**What to do:** How many lines in the rows below contain the string "tail"? Case matters, and your reply should be that number alone.

[BEGIN]

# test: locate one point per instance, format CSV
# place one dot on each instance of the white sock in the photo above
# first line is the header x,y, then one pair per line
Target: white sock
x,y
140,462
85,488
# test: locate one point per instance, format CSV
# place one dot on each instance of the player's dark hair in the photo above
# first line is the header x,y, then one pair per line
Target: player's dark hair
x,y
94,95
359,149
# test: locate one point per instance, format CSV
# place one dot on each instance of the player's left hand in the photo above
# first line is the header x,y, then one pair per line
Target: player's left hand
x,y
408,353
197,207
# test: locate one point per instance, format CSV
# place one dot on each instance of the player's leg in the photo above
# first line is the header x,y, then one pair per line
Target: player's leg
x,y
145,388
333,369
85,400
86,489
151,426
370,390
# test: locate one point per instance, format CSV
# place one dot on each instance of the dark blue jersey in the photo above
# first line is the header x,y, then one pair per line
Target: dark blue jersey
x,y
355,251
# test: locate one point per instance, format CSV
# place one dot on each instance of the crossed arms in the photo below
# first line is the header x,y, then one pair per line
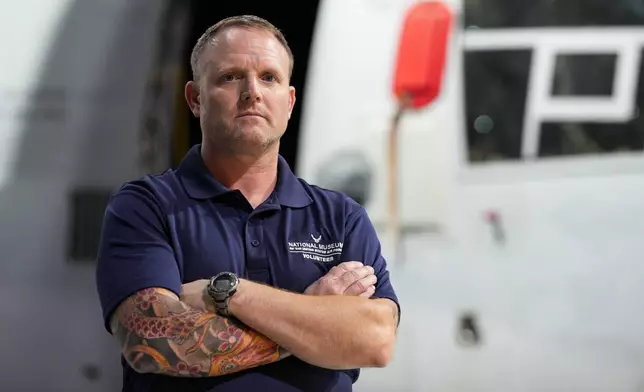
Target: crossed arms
x,y
171,329
333,325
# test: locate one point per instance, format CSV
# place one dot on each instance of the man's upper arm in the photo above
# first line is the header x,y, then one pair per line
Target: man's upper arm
x,y
362,244
134,251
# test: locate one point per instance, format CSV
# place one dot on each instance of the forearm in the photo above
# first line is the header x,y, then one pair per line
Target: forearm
x,y
160,334
336,332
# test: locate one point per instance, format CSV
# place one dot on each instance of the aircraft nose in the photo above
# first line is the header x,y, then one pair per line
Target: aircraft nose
x,y
348,172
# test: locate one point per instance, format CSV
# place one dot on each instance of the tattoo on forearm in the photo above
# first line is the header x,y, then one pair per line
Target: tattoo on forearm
x,y
160,334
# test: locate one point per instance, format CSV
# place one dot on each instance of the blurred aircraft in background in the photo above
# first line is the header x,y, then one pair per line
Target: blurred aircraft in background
x,y
497,145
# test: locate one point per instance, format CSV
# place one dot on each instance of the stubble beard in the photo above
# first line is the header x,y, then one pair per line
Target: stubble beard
x,y
237,142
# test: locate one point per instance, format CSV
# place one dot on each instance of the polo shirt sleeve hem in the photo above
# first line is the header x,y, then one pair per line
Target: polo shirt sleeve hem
x,y
135,250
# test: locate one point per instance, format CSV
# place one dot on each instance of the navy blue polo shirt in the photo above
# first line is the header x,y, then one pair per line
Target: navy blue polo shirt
x,y
182,225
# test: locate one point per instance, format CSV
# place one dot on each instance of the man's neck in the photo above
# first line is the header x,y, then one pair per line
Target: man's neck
x,y
254,176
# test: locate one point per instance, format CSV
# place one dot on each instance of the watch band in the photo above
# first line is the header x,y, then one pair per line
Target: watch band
x,y
222,307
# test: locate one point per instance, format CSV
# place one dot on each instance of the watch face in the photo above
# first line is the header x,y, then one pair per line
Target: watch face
x,y
224,283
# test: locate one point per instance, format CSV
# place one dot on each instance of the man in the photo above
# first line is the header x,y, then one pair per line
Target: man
x,y
284,287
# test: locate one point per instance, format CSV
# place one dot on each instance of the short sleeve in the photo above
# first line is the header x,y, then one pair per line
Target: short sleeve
x,y
134,251
362,244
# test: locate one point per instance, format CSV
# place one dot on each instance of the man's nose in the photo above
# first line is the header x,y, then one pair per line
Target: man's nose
x,y
251,90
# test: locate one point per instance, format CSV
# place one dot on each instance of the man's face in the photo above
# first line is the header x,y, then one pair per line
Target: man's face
x,y
243,97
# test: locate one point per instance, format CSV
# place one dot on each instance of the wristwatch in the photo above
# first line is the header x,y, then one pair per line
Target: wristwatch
x,y
221,287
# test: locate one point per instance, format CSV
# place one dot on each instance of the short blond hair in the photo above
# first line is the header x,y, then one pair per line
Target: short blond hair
x,y
247,21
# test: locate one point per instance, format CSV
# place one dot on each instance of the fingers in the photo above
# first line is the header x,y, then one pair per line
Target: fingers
x,y
339,270
354,275
361,285
368,293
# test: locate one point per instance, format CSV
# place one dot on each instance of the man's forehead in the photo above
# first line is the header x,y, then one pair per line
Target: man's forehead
x,y
242,40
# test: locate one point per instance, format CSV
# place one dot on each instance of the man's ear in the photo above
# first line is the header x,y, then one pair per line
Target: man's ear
x,y
192,97
291,102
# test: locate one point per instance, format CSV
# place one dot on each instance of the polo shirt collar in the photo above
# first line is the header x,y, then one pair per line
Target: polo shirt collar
x,y
200,184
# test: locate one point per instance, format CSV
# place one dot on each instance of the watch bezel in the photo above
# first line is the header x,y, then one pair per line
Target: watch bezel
x,y
220,295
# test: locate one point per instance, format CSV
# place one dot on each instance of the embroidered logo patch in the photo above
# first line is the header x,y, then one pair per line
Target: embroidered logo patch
x,y
316,249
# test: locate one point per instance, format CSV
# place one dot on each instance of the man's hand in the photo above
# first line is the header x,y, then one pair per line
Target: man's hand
x,y
348,278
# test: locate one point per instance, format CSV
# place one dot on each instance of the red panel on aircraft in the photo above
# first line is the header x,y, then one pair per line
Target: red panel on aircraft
x,y
421,53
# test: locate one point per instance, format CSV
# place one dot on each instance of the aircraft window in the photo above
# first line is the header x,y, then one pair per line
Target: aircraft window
x,y
496,82
348,172
552,13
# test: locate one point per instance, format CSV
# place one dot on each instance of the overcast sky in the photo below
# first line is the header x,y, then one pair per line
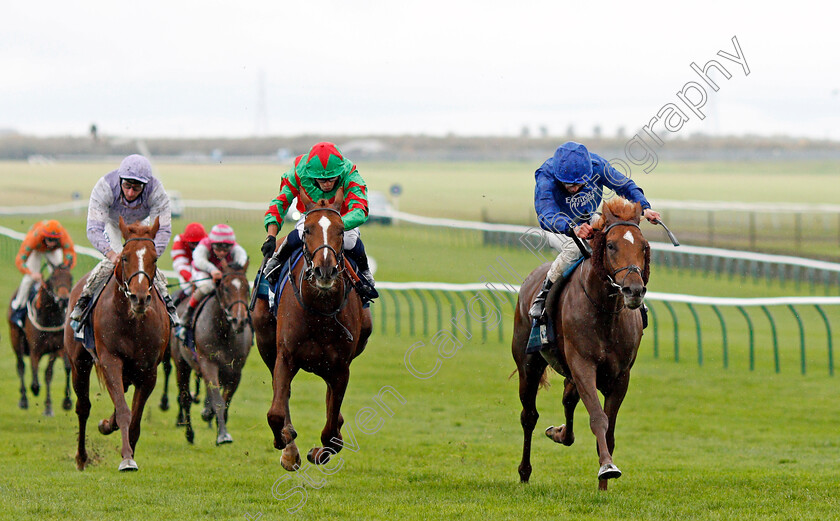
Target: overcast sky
x,y
189,68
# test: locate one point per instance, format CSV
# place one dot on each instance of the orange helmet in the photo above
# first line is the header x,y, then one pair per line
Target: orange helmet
x,y
194,232
51,229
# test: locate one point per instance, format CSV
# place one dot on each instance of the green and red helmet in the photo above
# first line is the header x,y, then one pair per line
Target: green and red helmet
x,y
323,161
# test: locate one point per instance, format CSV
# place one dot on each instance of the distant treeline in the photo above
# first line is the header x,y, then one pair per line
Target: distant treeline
x,y
408,148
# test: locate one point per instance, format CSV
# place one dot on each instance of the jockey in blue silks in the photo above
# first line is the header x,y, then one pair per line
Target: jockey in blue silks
x,y
569,190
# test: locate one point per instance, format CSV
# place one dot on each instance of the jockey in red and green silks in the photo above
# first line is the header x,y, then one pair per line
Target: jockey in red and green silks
x,y
319,173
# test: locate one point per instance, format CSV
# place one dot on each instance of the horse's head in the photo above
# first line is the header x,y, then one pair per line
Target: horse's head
x,y
323,240
620,252
234,294
59,284
136,267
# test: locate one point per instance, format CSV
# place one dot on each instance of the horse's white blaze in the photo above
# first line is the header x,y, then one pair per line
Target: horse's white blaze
x,y
325,225
140,253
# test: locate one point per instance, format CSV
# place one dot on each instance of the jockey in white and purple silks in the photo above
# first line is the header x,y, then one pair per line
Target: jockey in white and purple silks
x,y
569,189
133,193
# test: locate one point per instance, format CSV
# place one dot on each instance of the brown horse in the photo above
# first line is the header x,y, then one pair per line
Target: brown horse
x,y
223,338
131,328
320,328
42,335
599,327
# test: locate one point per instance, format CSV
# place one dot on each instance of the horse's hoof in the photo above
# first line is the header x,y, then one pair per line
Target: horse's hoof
x,y
128,465
556,434
105,427
609,471
290,460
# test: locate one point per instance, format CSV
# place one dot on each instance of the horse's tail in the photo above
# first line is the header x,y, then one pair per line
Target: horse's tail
x,y
544,383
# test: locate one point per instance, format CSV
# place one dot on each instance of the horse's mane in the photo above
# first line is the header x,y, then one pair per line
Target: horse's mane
x,y
623,210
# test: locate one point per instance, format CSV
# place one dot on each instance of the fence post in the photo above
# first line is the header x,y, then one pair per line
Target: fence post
x,y
752,336
828,335
775,337
801,337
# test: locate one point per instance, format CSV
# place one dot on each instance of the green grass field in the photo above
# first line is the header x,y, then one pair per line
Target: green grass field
x,y
694,442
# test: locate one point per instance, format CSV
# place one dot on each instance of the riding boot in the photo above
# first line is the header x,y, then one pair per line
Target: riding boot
x,y
365,287
538,307
79,312
272,269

[END]

**Completed exercise:** 2